■ **Exercise aim**
Go through the entries below and retype them exactly, omitting each picture.

BEGIN

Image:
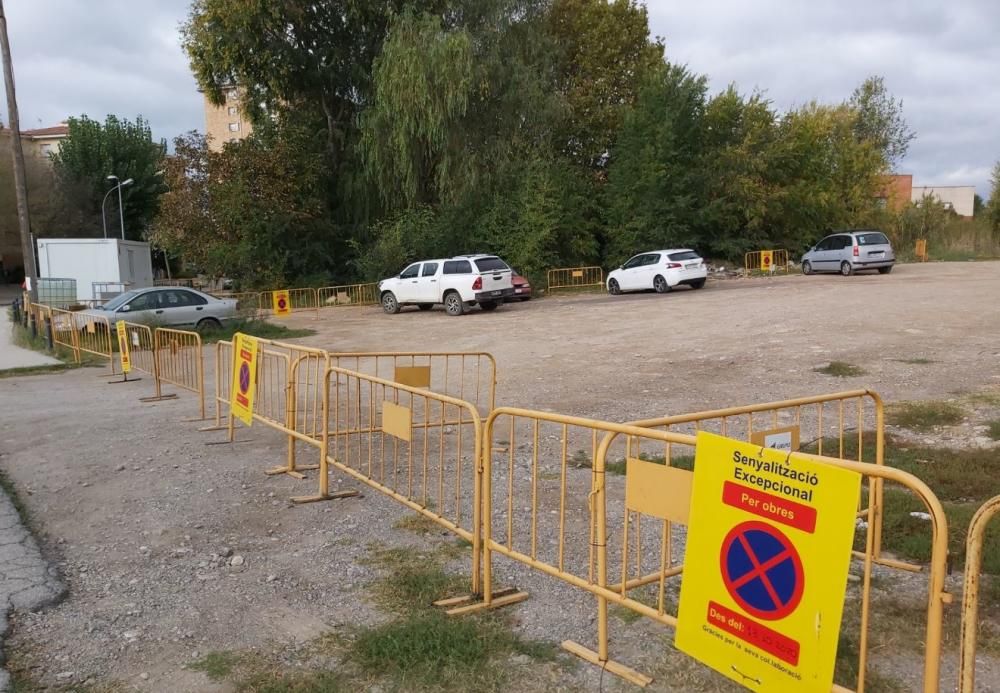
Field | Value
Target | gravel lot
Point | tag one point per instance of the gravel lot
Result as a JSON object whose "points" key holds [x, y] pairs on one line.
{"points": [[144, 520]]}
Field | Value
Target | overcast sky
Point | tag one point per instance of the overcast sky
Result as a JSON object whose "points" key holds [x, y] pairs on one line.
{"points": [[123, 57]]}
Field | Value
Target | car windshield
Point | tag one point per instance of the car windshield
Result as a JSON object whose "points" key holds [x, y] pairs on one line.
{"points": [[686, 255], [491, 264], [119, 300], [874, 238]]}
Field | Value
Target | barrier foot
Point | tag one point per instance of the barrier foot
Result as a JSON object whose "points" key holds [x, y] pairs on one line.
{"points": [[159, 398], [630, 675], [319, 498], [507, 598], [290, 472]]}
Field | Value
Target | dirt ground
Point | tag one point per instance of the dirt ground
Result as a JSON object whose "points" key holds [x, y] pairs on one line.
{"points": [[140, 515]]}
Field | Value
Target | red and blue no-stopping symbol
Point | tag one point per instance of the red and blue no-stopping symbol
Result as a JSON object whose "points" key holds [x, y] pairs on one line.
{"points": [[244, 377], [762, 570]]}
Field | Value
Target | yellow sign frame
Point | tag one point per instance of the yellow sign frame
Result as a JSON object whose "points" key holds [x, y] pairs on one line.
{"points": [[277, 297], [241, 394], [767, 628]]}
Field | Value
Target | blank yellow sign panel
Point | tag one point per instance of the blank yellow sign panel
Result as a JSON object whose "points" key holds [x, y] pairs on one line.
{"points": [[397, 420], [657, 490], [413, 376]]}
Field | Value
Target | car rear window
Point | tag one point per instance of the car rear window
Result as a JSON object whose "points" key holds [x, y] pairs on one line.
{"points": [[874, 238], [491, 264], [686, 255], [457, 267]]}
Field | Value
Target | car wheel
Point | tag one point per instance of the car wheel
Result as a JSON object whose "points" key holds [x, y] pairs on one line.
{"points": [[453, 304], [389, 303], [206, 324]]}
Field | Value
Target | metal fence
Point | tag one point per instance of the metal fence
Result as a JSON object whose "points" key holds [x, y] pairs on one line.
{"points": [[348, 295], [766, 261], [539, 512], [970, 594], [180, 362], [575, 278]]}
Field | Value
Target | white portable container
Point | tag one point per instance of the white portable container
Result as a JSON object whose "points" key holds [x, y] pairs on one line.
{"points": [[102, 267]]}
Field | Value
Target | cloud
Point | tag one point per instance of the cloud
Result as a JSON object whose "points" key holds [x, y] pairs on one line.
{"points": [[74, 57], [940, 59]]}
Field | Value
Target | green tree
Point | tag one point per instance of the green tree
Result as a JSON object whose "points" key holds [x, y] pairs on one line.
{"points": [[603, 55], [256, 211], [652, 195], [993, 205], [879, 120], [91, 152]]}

END

■ **Task solution**
Image:
Field | Value
Target | gravel lot
Point | tag one point per instance of the gravel lot
Result as a JSON object whose "points" key holds [x, y] pairs on one line.
{"points": [[144, 520]]}
Field | Value
Target | overcast sky
Point | tag one point per instance of the overcast sky
Result as a JSON object whose "points" key holds [x, y] pairs on one line.
{"points": [[123, 57]]}
Field | Value
Target | car windshield
Point | tag one point per instance of the car windshield
Result as a JSON object whose "points" key holds [x, y] pairs on one line.
{"points": [[686, 255], [491, 264], [119, 300], [874, 238]]}
Field | Value
Target | barrier foot
Point | tag one point per instance of the barrier foot
Result as a JSON object whose "points" key holds [x, y] pairs on one line.
{"points": [[159, 398], [630, 675], [319, 498], [507, 598], [290, 472]]}
Field | Value
Target | dirt ground
Point | tag one point per instance of the dirt ground
Result as a JSON object whose "points" key holds [x, y] pairs on one line.
{"points": [[140, 515]]}
Field | Value
Target | red and blue no-stopping symbol
Point | tag one point per instance of the red and blue no-stopping symbol
Result as a JSON object whose "points" key holds [x, y] pairs on one line.
{"points": [[244, 377], [762, 570]]}
Field | Value
Target | yellow sign frame
Point | tag one point per instance of the yellow sign frame
Result as a JSON object whose "points" key holds [x, y] pairs on one line.
{"points": [[277, 297], [241, 394], [767, 628]]}
Field | Value
Target | blank yellow sign panel
Point | tag one point per instance of the blank yellow sign panel
Result as a JSON object whose "points" key holds [x, y] pairs on one line.
{"points": [[397, 420], [657, 490], [413, 376]]}
Field | Value
Target | car rear window
Point | tag one point per instance of the car rear window
Result as a JSON object whose "points" key holds [x, y] pairs on one line.
{"points": [[874, 238], [491, 264], [686, 255], [457, 267]]}
Field | Value
Target | car wheel
Point | tag one point per instance of the car wheel
Result as a JSON object whose "points" key holds [x, y] pairs on one line.
{"points": [[453, 304], [389, 303], [206, 324]]}
Field | Value
Target | metal fence
Point | tag one point per instance of the metal fence
Result as a JSON object whose "points" key holds [x, y] pairs on one line.
{"points": [[348, 295], [766, 261], [539, 512], [970, 594], [180, 362], [575, 278]]}
Field | Value
Target | white portable container
Point | tag one point per instance of the white portable container
Result as a JSON object whose "points" key holds [x, y] pairs on one line.
{"points": [[102, 267]]}
Field | Value
Target | cloud
Point | tag one point per instance of the cloud
Result as a JSON object whose "points" key holds [x, y] pairs on one line.
{"points": [[74, 57], [940, 59]]}
Field | Value
Target | green tree
Point | tag one point per instance of the green tree
Result as a JSON object whose "points" key holds [x, y] pairs on one line.
{"points": [[603, 55], [256, 211], [652, 195], [993, 205], [879, 120], [91, 152]]}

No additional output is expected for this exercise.